**Work to be completed**.
Replace "sample" with "template" and leave everything else unchanged. Write out only the lines from the one containing "of the white" through the end of the records.

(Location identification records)
- - -

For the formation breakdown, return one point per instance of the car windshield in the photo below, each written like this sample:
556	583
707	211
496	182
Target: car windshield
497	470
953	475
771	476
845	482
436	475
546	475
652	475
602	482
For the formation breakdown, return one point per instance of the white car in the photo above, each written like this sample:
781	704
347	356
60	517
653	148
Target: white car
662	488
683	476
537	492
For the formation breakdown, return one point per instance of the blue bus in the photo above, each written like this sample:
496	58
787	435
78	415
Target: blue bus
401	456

- - -

**Exercise output**.
For the formation breakdown, return one point per instance of the white car in the photo above, each written like this template:
781	704
347	356
60	517
653	148
Target: white car
662	488
683	476
537	492
For the formation breakdown, return one point per instance of the blue bus in the photo above, each written like this template:
496	58
787	435
78	415
Target: blue bus
401	456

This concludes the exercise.